◆ Work to do: How many lines in the material below contain the word "Place"? Case matters. Reply with the number alone.

◆ Records provided:
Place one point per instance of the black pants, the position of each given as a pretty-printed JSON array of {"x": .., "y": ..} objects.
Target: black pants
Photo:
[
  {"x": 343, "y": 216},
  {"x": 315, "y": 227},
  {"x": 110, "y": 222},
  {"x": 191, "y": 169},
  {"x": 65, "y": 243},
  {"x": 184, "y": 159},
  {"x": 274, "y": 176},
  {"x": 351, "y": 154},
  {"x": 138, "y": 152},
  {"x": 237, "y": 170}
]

---

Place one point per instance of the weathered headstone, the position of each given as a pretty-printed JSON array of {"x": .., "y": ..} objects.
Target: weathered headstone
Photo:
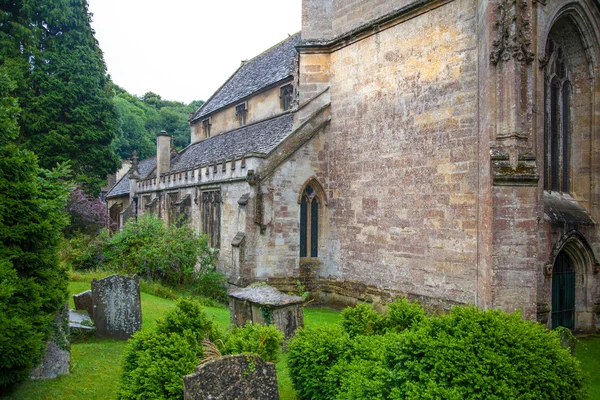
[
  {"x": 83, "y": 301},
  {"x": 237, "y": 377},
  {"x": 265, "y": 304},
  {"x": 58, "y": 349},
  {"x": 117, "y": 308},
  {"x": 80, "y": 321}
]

◆ Written solution: 2